**** INFORMATION GIVEN
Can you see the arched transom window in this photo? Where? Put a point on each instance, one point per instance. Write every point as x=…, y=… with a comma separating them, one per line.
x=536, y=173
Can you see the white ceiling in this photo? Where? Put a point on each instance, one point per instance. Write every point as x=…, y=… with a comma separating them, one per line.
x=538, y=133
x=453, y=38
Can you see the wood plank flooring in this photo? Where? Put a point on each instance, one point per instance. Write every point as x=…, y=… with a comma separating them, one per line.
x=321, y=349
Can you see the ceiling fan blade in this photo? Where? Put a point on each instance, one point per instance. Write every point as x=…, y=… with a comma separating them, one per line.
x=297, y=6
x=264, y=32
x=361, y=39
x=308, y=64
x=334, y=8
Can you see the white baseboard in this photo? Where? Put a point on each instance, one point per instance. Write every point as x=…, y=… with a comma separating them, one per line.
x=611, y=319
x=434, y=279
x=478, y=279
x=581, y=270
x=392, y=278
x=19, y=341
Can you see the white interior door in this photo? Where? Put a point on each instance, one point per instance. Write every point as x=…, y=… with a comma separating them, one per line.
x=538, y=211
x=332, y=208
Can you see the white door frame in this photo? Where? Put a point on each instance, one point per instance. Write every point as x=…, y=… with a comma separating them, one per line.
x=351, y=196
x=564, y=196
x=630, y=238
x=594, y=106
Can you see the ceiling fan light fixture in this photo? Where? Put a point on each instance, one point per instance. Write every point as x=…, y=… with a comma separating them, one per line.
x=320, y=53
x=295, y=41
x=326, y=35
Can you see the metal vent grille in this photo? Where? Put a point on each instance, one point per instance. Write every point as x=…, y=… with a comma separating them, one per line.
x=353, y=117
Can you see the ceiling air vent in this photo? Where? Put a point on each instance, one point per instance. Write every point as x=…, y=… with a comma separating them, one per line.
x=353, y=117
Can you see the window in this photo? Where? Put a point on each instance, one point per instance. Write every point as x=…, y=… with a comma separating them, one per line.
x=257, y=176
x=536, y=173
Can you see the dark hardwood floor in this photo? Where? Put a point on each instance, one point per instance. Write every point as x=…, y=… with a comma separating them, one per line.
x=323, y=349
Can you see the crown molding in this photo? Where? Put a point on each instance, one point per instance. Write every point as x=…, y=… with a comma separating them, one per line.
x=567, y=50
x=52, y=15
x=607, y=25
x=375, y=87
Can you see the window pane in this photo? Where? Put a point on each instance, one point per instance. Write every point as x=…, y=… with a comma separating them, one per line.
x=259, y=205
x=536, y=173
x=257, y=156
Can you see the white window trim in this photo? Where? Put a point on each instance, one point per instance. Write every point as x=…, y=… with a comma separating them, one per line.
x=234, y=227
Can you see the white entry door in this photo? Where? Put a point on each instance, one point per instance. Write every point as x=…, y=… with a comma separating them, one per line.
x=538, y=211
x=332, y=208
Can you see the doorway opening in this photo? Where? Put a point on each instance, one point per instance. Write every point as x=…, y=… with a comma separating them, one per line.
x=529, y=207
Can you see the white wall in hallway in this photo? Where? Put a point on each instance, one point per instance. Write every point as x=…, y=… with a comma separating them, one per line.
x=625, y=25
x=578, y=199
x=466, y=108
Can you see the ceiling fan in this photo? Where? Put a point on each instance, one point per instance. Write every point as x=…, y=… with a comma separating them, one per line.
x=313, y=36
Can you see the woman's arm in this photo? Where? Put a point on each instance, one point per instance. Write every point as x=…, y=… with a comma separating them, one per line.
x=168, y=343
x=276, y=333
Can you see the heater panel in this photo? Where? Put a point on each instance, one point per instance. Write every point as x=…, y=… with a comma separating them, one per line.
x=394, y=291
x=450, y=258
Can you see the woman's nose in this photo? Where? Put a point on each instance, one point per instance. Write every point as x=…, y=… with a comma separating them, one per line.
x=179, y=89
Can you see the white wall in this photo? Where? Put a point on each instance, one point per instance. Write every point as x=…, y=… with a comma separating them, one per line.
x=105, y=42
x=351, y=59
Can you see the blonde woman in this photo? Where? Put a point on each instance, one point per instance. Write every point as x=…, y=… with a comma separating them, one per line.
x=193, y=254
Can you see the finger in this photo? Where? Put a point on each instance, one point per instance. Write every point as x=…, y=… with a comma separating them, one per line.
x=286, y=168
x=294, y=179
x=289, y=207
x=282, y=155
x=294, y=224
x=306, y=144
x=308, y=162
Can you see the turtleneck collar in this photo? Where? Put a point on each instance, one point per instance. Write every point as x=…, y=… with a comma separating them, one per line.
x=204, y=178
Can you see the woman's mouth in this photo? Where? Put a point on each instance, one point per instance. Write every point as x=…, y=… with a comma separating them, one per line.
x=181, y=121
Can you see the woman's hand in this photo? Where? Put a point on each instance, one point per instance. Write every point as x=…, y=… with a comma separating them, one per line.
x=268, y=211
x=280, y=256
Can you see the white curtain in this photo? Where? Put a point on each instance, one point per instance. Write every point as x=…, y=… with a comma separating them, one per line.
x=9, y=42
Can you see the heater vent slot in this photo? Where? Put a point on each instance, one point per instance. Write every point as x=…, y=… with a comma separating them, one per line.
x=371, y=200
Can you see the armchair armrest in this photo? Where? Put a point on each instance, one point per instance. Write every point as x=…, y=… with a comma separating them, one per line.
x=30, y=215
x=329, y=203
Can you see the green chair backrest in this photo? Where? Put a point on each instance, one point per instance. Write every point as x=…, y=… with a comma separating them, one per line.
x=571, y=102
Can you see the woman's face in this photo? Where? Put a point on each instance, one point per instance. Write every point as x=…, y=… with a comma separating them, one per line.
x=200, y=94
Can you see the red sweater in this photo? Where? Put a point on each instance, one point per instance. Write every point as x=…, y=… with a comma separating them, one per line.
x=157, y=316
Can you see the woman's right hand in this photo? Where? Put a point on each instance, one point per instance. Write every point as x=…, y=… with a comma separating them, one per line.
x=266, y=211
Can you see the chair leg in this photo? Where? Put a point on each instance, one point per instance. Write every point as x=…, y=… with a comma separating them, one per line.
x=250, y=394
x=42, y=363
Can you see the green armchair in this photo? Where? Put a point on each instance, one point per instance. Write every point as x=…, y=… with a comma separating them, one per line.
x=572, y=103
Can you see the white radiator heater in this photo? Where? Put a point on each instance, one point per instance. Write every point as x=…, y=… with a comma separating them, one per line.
********
- **EXERCISE GOAL**
In full and without alteration, write out the data above.

- **EXPECTED ANSWER**
Can you see the arched transom window in this photo? Where? Put a point on each instance, one point per instance. Write every point as x=…, y=… with a comma separating them, one per line.
x=536, y=173
Can you see the white ceiling in this photo? Where? Put a point on each instance, one point per instance. Write every point as x=…, y=… with a comma separating them, one per line.
x=538, y=133
x=453, y=38
Can you see the wood plank flooring in this photo? Where? Put a point on each instance, one point per instance. Write every point as x=…, y=… with a comma separating them, one per line.
x=321, y=349
Can you see the ceiling fan blade in this photo? Where? Put a point on each instance, one point per instance. Write every point as x=…, y=… with a comma separating them, one per line.
x=297, y=6
x=264, y=32
x=361, y=39
x=308, y=64
x=334, y=8
Can you see the white baseboard in this photo? Where? Put a point on each instance, one point per instance. Write every point as x=…, y=… with a comma separating them, one per line.
x=611, y=319
x=434, y=279
x=478, y=279
x=581, y=270
x=392, y=278
x=19, y=341
Can you see the white interior door in this photo? Where? Put a point on each instance, one point per instance. Write every point as x=…, y=… with a comma separating them, one per line.
x=538, y=211
x=332, y=208
Can you see the white door frame in this photo? Where? Put a point on each instance, one point per instance. Write every point as x=…, y=… with a comma separating them, one per line.
x=351, y=196
x=564, y=196
x=630, y=238
x=594, y=106
Can you see the ceiling fan light fixture in this photo? Where? Put a point on each instance, one point per instance. Write every point as x=…, y=… with a comma separating them, one per line.
x=320, y=53
x=295, y=41
x=326, y=35
Can you see the metal vent grille in this photo? Where? Put a point on each instance, one point per instance. Write every point as x=…, y=… with a comma separating them, one per line.
x=353, y=117
Can you see the ceiling air vent in this photo? Where? Put a point on each instance, one point per instance. Write every point as x=…, y=… with a comma separating them, one per line.
x=353, y=117
Can you see the window in this photo? Where? Put a point on each instance, one point per instance. Write every point as x=…, y=… with a comma separating them, one per line.
x=257, y=176
x=536, y=173
Can you see the dark hardwood floor in this photo? Where? Put a point on each instance, one point per instance. Write every point as x=…, y=… with a comma separating them, one per line.
x=323, y=349
Can you see the crown molding in this photo? Where? Put a point on each instance, one point per instance. Write every point as x=…, y=… with a comma separating them, one per line.
x=567, y=50
x=52, y=15
x=607, y=25
x=375, y=87
Can you see the window pane in this photo? Where? Put a point on each instance, one point per instance. Write every point as x=…, y=… with a comma separating them, one per line.
x=259, y=205
x=536, y=173
x=257, y=156
Can you see the white window trim in this photo? Where? Put a point on each instance, one point per instance. Write every point as x=…, y=… with a comma separating them, one per line.
x=234, y=227
Can you see the white entry door in this photo? Where? Put a point on each instance, one point per instance. Write every point as x=…, y=… with a comma separating them, one per line.
x=538, y=211
x=332, y=208
Can you see the doorway opening in this photo? Where? Put a point on each instance, one point per instance. Write every point as x=…, y=… with a comma separating them, one per line.
x=529, y=207
Can you see the white wall in hallway in this photo? Where? Put a point on each instance, one point per instance. Write every point as x=…, y=… with a comma separating them, one per line.
x=625, y=25
x=578, y=199
x=466, y=108
Can you see the ceiling fan in this photo? Where? Put a point on each instance, one point per instance. Write every point as x=…, y=… with a comma separating them, one per line.
x=313, y=36
Can you see the woman's arm in this photo? Where? Put a point on each instance, one point per instance. Write every point as x=…, y=… with a comma separating them, one per line.
x=168, y=343
x=276, y=333
Can you see the heater panel in this photo? Where? Put a point on each instance, one point per instance. Write every point as x=…, y=… with a comma separating them, one per line.
x=394, y=291
x=450, y=258
Can you see the woman's nose in this photo? Where? Put a point on each instance, one point per instance. Write every point as x=…, y=… with a comma separating them, one per line.
x=179, y=89
Can you see the white wall in this photo? Where? Put a point on each instance, one point per instance. Write every point as x=…, y=… with a comma separating them, one per line.
x=105, y=42
x=351, y=59
Can you see the blonde woman in this photo? Where? Put a point on each instance, one point per instance. Write every point as x=…, y=… with a comma separating them, one per line.
x=193, y=254
Can you see the finger in this photo? Where? Put a point on each instance, one point per instance. Write every point as x=…, y=… with a comma separating them, one per line.
x=286, y=168
x=294, y=179
x=289, y=207
x=282, y=155
x=294, y=224
x=306, y=144
x=308, y=162
Can you see the turtleneck collar in this photo? Where? Put a point on each instance, one point per instance. Write every point as x=…, y=… with a comma separating them, one per line.
x=204, y=178
Can you see the woman's mouth in this photo? Where? Put a point on each instance, one point per instance. Write every point as x=…, y=… with a comma separating them, one per line.
x=181, y=121
Can you see the woman's hand in this photo? Where? Put a point on each instance, one point per instance. Write every point as x=…, y=… with a comma separating them, one per line.
x=268, y=211
x=280, y=256
Can you see the white curtain in this photo? Where? Put a point on each instance, one point per instance. Write every point as x=…, y=… with a comma separating them, one per line.
x=9, y=42
Can you see the heater vent slot in this photo? Where? Put a point on each instance, one point per instance. Write every point as x=…, y=… with a comma separating them, one per line.
x=371, y=200
Can you see the armchair armrest in this photo? Where? Put a point on each instance, one point per instance. Write every point as x=…, y=… with a comma separating them, one per line.
x=30, y=215
x=329, y=203
Can you see the green chair backrest in this photo? Where? Put a point on each instance, one point per instance. Write every point as x=…, y=… with a comma separating them, one per line.
x=571, y=102
Can you see the woman's face in this photo? Where? Put a point on each instance, one point per instance. Write every point as x=…, y=… with a comma separating them, one per line.
x=200, y=94
Can you see the red sweater in this photo? Where? Put a point on each instance, one point per instance. Write every point as x=…, y=… with a comma separating them, one per line.
x=157, y=316
Can you see the woman's right hand in this photo? Where? Put a point on each instance, one point per instance. Write every point as x=…, y=… with a comma separating them, one per line.
x=266, y=211
Can you see the chair leg in this photo? Where? Put a point on each instance, one point per instance. Write every point as x=…, y=… with a comma separating them, one per line.
x=250, y=394
x=42, y=363
Can you see the green armchair in this photo? Where? Put a point on each instance, one point per instance. Write every point as x=…, y=… with a comma separating them, one per line.
x=572, y=103
Can you see the white radiator heater in this photo? Where? Put a point on each instance, one point per instance. Write every point as x=…, y=… with a comma separating them, one per line.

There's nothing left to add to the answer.